Given instruction
Reproduce the following "Formation of Company" section word for word, in full.

Text passage
┄┄┄┄┄┄

FORMATION OF COMPANY

 

2.01       Formation. On April 10, 2015, the Company was formed as a Delaware
limited liability company by executing and delivering the Certificate of
Formation to the Secretary of State of Delaware in accordance with the
provisions of the Act.

 

2.02       Name. The name of the Company is BR-TBR Whetstone Venture, LLC. The
Company may do business under that name and under any other name or names upon
which the Members select. If the Company does business under a name other than
that set forth in its Certificate of Formation, then the Company shall file a
trade name certificate as required by law.

 

2.03       Principal Place of Business. The principal place of business of the
Company is 1575 Northside Drive, Building 100, Suite 200, Atlanta, GA 30318. The
Company may locate its places of business at any other place or places as the
Managers may from time to time deem advisable.

 

2.04       Registered Office and Registered Agent. The Company’s initial
registered office and the name of its initial registered agent shall be as set
forth in the Certificate of Formation. The registered office and registered
agent may be changed from time to time by filing the address of the new
registered office and/or the name of the new registered agent with the Secretary
of State of Delaware pursuant to the Act and the applicable rules promulgated
thereunder.

┄┄┄┄┄┄

Listed entries

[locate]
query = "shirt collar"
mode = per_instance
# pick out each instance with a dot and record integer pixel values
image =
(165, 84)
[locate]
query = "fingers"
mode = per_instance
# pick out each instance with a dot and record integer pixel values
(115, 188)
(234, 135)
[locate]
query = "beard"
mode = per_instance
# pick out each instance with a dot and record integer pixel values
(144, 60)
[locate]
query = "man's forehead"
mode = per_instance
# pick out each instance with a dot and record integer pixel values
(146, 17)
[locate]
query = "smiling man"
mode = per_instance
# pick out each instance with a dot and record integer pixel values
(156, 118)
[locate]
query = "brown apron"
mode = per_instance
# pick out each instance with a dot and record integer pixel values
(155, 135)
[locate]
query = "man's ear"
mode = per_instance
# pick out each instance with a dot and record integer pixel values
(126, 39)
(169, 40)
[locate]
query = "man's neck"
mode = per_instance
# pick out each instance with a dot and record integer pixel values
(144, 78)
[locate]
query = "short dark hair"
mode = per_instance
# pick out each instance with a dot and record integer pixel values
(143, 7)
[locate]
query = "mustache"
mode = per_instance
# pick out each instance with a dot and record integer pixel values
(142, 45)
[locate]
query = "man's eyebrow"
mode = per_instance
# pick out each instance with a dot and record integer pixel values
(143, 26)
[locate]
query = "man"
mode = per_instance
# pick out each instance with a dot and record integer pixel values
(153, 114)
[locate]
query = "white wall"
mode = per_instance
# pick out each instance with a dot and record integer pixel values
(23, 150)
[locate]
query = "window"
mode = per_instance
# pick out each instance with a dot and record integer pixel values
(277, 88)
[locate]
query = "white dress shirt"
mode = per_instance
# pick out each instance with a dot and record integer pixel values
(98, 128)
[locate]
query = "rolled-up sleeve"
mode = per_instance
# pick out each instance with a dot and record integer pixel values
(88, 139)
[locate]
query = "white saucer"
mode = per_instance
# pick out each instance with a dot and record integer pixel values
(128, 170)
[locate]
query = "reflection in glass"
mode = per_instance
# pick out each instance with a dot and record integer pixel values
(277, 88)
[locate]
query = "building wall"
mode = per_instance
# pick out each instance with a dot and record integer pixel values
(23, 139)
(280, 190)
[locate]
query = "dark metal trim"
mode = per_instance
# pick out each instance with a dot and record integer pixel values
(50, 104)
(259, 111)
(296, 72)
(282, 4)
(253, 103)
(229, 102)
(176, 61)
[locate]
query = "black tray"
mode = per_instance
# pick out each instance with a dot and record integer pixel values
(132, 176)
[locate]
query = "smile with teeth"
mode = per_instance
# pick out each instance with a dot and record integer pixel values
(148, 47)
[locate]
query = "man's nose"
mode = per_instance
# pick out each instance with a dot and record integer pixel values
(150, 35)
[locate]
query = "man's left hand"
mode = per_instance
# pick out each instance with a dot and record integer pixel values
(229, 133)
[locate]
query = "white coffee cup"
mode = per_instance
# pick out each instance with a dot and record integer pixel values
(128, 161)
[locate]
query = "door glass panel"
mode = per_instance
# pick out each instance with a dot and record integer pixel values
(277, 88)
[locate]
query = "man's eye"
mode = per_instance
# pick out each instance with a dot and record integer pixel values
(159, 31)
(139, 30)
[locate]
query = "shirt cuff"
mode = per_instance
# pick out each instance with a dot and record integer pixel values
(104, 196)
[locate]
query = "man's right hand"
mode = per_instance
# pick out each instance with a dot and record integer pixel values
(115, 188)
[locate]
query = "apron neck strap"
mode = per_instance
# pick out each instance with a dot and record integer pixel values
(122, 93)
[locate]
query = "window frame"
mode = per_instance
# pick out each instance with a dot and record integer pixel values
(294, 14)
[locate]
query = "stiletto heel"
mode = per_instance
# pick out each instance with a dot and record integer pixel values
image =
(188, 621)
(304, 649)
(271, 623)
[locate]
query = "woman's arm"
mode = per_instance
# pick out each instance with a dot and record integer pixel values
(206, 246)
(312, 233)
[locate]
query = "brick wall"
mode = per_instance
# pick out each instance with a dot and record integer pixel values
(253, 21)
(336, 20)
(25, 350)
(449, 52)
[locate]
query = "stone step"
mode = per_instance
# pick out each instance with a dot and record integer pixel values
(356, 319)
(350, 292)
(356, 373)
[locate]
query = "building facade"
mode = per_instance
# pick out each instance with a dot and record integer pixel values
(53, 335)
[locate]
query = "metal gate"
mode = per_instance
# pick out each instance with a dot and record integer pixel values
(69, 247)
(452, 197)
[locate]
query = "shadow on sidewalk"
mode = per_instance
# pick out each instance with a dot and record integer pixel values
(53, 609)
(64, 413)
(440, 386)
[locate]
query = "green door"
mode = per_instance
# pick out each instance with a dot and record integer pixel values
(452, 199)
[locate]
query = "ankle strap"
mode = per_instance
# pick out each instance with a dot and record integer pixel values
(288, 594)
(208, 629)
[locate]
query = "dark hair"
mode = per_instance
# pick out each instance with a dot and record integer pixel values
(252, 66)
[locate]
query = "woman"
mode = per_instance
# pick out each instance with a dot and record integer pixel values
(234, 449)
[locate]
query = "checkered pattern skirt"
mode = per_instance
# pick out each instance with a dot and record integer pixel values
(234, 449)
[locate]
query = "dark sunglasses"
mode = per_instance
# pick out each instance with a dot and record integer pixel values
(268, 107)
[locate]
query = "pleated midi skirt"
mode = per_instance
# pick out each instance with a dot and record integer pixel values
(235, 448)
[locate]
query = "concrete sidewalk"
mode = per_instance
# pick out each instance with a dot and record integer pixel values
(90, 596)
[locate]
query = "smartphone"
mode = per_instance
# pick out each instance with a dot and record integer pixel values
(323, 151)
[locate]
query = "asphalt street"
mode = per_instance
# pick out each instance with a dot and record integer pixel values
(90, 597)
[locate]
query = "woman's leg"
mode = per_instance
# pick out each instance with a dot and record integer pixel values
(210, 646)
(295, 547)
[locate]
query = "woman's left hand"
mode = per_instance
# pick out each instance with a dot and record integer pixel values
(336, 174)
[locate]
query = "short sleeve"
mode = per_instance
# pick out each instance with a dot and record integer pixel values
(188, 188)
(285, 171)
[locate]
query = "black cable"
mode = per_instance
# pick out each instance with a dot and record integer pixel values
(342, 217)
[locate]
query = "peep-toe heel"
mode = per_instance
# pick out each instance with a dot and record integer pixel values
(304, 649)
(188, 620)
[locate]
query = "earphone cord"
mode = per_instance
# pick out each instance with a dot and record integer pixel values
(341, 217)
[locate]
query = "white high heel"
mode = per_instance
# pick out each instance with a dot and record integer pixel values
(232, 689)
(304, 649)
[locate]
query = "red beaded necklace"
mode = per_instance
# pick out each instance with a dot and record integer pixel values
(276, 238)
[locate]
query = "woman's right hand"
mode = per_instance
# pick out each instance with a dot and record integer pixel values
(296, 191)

┄┄┄┄┄┄

Response
FORMATION OF COMPANY

 

2.01       Formation. On April 10, 2015, the Company was formed as a Delaware
limited liability company by executing and delivering the Certificate of
Formation to the Secretary of State of Delaware in accordance with the
provisions of the Act.

 

2.02       Name. The name of the Company is BR-TBR Whetstone Venture, LLC. The
Company may do business under that name and under any other name or names upon
which the Members select. If the Company does business under a name other than
that set forth in its Certificate of Formation, then the Company shall file a
trade name certificate as required by law.

 

2.03       Principal Place of Business. The principal place of business of the
Company is 1575 Northside Drive, Building 100, Suite 200, Atlanta, GA 30318. The
Company may locate its places of business at any other place or places as the
Managers may from time to time deem advisable.

 

2.04       Registered Office and Registered Agent. The Company’s initial
registered office and the name of its initial registered agent shall be as set
forth in the Certificate of Formation. The registered office and registered
agent may be changed from time to time by filing the address of the new
registered office and/or the name of the new registered agent with the Secretary
of State of Delaware pursuant to the Act and the applicable rules promulgated
thereunder.